-- TASK REQUIREMENTS --
Transcribe part of the forum thread about async support below, starting at the words "If you block" and stopping after "simply deprecate it.".

-- EXCERPT TO READ --
- - - -
If you block in a future, you'll also block the whole task it's part of. E.g. if you use combinators like select!

hmm, yeah, this would affect eg Stream::buffered as well, as it is pretty much an sub-executor in it self that runs as one task in the root executor.


The new runtime detects blocking automatically. We don’t need spawn_blocking anymore and can simply deprecate it.

Nice... is that a reason enought to not use async rs?

Just for reference, an if I understand correctly, the Rust feature that has the capacity to allow this to happen is async clousures: https://github.com/rust-lang/rust/issues/62290

Am I right?

_Please note that the linked issue is no place to ask about how the development is going or news._

@DavidBM Yes we would need that feature. As we are not interested in providing a implementation based on nightly we are blocked on that.

I don't think async closures particularly affect our implementation. || { async {} } is effectively equivalent to async || {} from our point of
view. Really what we need is a trait to represent them, which as far as I'm
aware is not currently being proposed, or available behind any nightly
feature gate

Please note that the linked issue is no place to ask about how the
development is going or news.

Please consider why you think you are entitled to a place to ask for
updates from unpaid volunteers

On Mon, Feb 17, 2020 at 3:31 AM Georg Semmler notifications@github.com
wrote:

@DavidBM https://github.com/DavidBM Yes we would need that feature. As
we are not interested in providing a implementation based on nightly we are
blocked on that.

—
You are receiving this because you were mentioned.
Reply to this email directly, view it on GitHub
https://github.com/diesel-rs/diesel/issues/399?email_source=notifications&email_token=AALVMK7RG2O47VK7AXGNX2TRDJROHA5CNFSM4CL7J2H2YY3PNVWWK3TUL52HS4DFVREXG43VMVBW63LNMVXHJKTDN5WW2ZLOORPWSZGOEL54E3Y#issuecomment-586924655,
or unsubscribe
https://github.com/notifications/unsubscribe-auth/AALVMK227SJFYCD7CFZWN5DRDJROHANCNFSM4CL7J2HQ
.

--

Thanks,
Sean Griffin

Is it possible to review whether a Connection needs to be Send + !Sync? It seems that from comments like this that we are assuming that connections can't be Sync. However, tokio-postgres does have Send + Sync connections, by sending requests via a channel to a handler in a separate thread, then async waiting on the other end.

Maybe this has been considered before but rejected for some reason? I couldn't find it written anywhere though. Please forgive me if this has been answered already.
- - - -
-- PROVIDED DATA --

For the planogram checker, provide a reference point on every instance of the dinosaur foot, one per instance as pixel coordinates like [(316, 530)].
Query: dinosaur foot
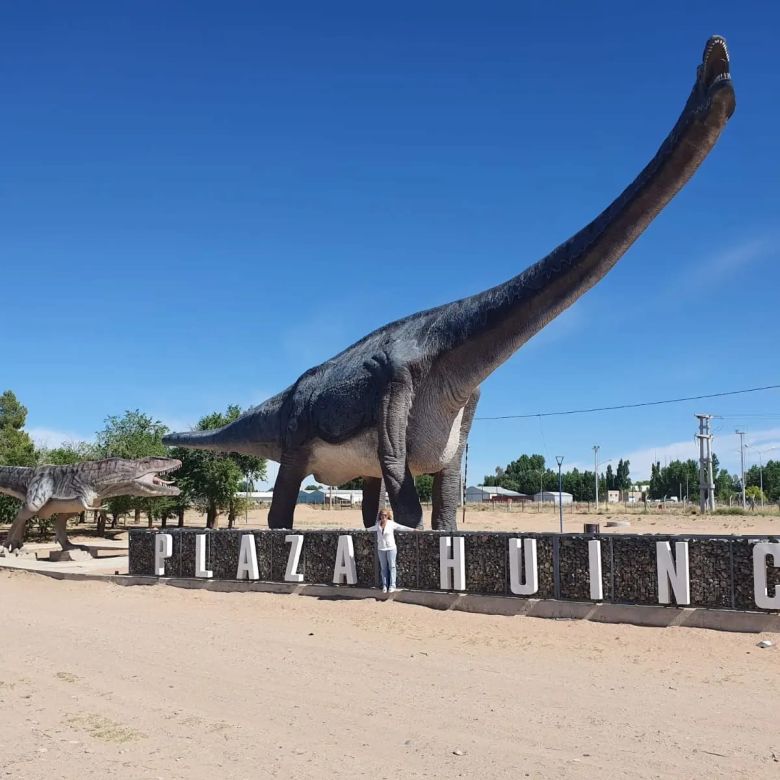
[(15, 551)]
- - - -
-- FINISHED EXERCISE --
If you block in a future, you'll also block the whole task it's part of. E.g. if you use combinators like select!

hmm, yeah, this would affect eg Stream::buffered as well, as it is pretty much an sub-executor in it self that runs as one task in the root executor.


The new runtime detects blocking automatically. We don’t need spawn_blocking anymore and can simply deprecate it.